→ Your assignment: Each entry needs to be repeated exactly, with nothing added or removed.

Saved entries
- Opening Delimiter -

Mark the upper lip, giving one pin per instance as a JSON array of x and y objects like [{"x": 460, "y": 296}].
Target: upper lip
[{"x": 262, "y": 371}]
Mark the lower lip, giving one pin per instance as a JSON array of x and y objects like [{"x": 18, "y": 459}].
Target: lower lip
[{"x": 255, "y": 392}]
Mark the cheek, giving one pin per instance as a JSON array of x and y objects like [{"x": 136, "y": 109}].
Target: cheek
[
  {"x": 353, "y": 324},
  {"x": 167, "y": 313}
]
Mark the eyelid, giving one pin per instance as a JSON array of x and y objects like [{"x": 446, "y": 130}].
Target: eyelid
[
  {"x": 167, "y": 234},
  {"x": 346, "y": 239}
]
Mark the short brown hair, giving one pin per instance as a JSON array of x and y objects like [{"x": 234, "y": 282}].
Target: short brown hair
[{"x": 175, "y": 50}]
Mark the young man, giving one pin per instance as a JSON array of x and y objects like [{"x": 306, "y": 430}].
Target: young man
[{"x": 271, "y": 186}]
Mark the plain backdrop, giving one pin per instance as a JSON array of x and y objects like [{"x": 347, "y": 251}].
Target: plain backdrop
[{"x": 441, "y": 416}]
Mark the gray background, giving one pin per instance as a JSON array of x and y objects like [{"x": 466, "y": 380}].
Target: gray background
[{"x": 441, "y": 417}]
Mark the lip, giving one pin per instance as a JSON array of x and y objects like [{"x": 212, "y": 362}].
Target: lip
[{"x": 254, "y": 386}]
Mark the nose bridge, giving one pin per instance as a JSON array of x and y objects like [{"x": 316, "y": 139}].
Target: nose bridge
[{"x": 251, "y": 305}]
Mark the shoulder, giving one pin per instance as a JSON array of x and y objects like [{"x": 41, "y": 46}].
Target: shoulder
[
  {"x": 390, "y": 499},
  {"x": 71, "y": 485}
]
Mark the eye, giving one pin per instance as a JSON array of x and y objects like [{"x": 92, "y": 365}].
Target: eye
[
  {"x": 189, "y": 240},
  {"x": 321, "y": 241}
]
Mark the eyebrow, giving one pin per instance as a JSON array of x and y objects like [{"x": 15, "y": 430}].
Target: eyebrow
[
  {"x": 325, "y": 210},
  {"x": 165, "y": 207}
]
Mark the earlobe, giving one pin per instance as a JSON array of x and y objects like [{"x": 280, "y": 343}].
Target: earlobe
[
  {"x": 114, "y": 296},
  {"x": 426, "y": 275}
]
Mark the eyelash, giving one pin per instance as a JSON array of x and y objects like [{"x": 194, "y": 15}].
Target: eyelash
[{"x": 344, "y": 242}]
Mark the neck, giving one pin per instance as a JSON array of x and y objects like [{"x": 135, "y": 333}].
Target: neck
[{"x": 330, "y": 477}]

- Closing Delimiter -

→ Answer to the exercise:
Mark the upper lip, giving one pin per instance as a JSON array of x and y objects like [{"x": 460, "y": 296}].
Target: upper lip
[{"x": 262, "y": 371}]
Mark the lower lip, giving one pin per instance as a JSON array of x and y objects like [{"x": 18, "y": 459}].
Target: lower lip
[{"x": 255, "y": 392}]
Mark the cheek, giving one pin per instance as a JSON array of x and y objects like [{"x": 136, "y": 109}].
Target: cheek
[
  {"x": 353, "y": 324},
  {"x": 167, "y": 313}
]
Mark the eyelid, giving one pin per instance as a JSON array of x and y objects like [{"x": 446, "y": 130}].
Target: eyelid
[
  {"x": 167, "y": 234},
  {"x": 346, "y": 239}
]
Mark the short brown hair, giving one pin per instance as a JSON array of x and y objects like [{"x": 234, "y": 282}].
Target: short brown hair
[{"x": 175, "y": 50}]
Mark the young man, giving one pin per instance as a JSON array of x and y objects like [{"x": 306, "y": 430}].
Target: young man
[{"x": 271, "y": 186}]
Mark the plain backdrop, giving one pin per instance as a JSON array of x and y objects like [{"x": 347, "y": 251}].
Target: plain backdrop
[{"x": 441, "y": 416}]
Mark the gray background, giving one pin per instance as a JSON array of x and y objects like [{"x": 466, "y": 380}].
Target: gray background
[{"x": 441, "y": 417}]
Mark the lip, giving one pin per instance as a JSON array of x and y objects like [{"x": 212, "y": 362}].
Target: lip
[{"x": 254, "y": 386}]
Mark the nose bridge, giving one pin per instance as a JSON array of x and y objects like [{"x": 316, "y": 139}].
Target: nose bridge
[{"x": 251, "y": 305}]
Mark the shoulder, giving one pin per instance as a JSON array of x and y objects like [{"x": 41, "y": 46}].
Target: shoulder
[
  {"x": 390, "y": 499},
  {"x": 71, "y": 485}
]
Mark the eye, giving one pin per instance as a JSON array of x and y objects like [{"x": 92, "y": 365}].
Target: eye
[
  {"x": 189, "y": 240},
  {"x": 321, "y": 241}
]
Mark the eyebrow, giving one pin per instance as a JSON array of x and y objects like [{"x": 15, "y": 430}].
Target: eyebrow
[
  {"x": 325, "y": 210},
  {"x": 165, "y": 207}
]
Mark the earlobe, giving one pin per instance as a JSON array of x and y objects like [{"x": 280, "y": 343}].
Target: earlobe
[
  {"x": 114, "y": 296},
  {"x": 426, "y": 275}
]
Mark the eyelash, giving one pin per instance as a JSON array of x and y objects like [{"x": 194, "y": 15}].
Target: eyelash
[{"x": 344, "y": 242}]
Mark the neck, giving one pin per instance as a JSON array of x and y objects like [{"x": 135, "y": 333}].
Target: neck
[{"x": 330, "y": 477}]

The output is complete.